◆ ABOUT THIS EXERCISE: Without including pictures, set down every record exactly as it stands.

Spatial localization data
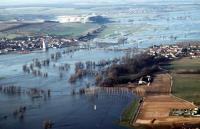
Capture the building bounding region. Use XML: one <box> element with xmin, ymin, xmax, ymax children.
<box><xmin>56</xmin><ymin>14</ymin><xmax>109</xmax><ymax>24</ymax></box>
<box><xmin>57</xmin><ymin>15</ymin><xmax>88</xmax><ymax>23</ymax></box>
<box><xmin>42</xmin><ymin>39</ymin><xmax>48</xmax><ymax>51</ymax></box>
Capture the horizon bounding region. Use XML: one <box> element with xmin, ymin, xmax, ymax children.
<box><xmin>1</xmin><ymin>0</ymin><xmax>200</xmax><ymax>129</ymax></box>
<box><xmin>0</xmin><ymin>0</ymin><xmax>199</xmax><ymax>6</ymax></box>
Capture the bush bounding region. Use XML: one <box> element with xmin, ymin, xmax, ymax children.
<box><xmin>99</xmin><ymin>52</ymin><xmax>165</xmax><ymax>86</ymax></box>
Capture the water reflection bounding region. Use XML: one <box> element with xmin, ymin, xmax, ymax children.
<box><xmin>0</xmin><ymin>47</ymin><xmax>134</xmax><ymax>129</ymax></box>
<box><xmin>0</xmin><ymin>86</ymin><xmax>136</xmax><ymax>129</ymax></box>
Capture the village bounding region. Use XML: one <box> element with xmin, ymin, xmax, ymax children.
<box><xmin>0</xmin><ymin>35</ymin><xmax>79</xmax><ymax>54</ymax></box>
<box><xmin>147</xmin><ymin>41</ymin><xmax>200</xmax><ymax>59</ymax></box>
<box><xmin>0</xmin><ymin>25</ymin><xmax>105</xmax><ymax>54</ymax></box>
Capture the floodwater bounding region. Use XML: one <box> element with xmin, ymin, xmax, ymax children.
<box><xmin>1</xmin><ymin>1</ymin><xmax>200</xmax><ymax>129</ymax></box>
<box><xmin>97</xmin><ymin>1</ymin><xmax>200</xmax><ymax>48</ymax></box>
<box><xmin>0</xmin><ymin>48</ymin><xmax>136</xmax><ymax>129</ymax></box>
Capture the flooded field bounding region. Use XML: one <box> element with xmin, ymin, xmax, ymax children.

◆ EXERCISE SOLUTION:
Capture the building bounding region. Use XML: one <box> element with xmin, ymin, xmax, ymax children.
<box><xmin>56</xmin><ymin>14</ymin><xmax>109</xmax><ymax>24</ymax></box>
<box><xmin>57</xmin><ymin>15</ymin><xmax>88</xmax><ymax>23</ymax></box>
<box><xmin>42</xmin><ymin>39</ymin><xmax>48</xmax><ymax>51</ymax></box>
Capture the horizon bounding region. Use XML: one <box> element with xmin, ymin, xmax, ymax children.
<box><xmin>1</xmin><ymin>0</ymin><xmax>200</xmax><ymax>129</ymax></box>
<box><xmin>0</xmin><ymin>0</ymin><xmax>199</xmax><ymax>6</ymax></box>
Capture the bush bounding region. Use XML: one <box> element with xmin, ymin, xmax, ymax children.
<box><xmin>99</xmin><ymin>52</ymin><xmax>165</xmax><ymax>86</ymax></box>
Capture the water reflection bounding region. Use XML: one <box> element with xmin, ymin, xmax, ymax children.
<box><xmin>0</xmin><ymin>47</ymin><xmax>134</xmax><ymax>129</ymax></box>
<box><xmin>0</xmin><ymin>86</ymin><xmax>136</xmax><ymax>129</ymax></box>
Capture the village bounding region. Use XML: one <box> element with xmin, ymin, xmax, ymax children.
<box><xmin>0</xmin><ymin>35</ymin><xmax>79</xmax><ymax>54</ymax></box>
<box><xmin>147</xmin><ymin>41</ymin><xmax>200</xmax><ymax>59</ymax></box>
<box><xmin>0</xmin><ymin>25</ymin><xmax>105</xmax><ymax>54</ymax></box>
Capture the floodwater bounding region. Use XML: one <box> element with xmin, ymin, xmax, ymax children.
<box><xmin>1</xmin><ymin>1</ymin><xmax>200</xmax><ymax>129</ymax></box>
<box><xmin>97</xmin><ymin>1</ymin><xmax>200</xmax><ymax>48</ymax></box>
<box><xmin>0</xmin><ymin>48</ymin><xmax>136</xmax><ymax>129</ymax></box>
Capture the flooded field bounding region. Use XML: one <box> element with xmin, ymin, xmax, ymax children.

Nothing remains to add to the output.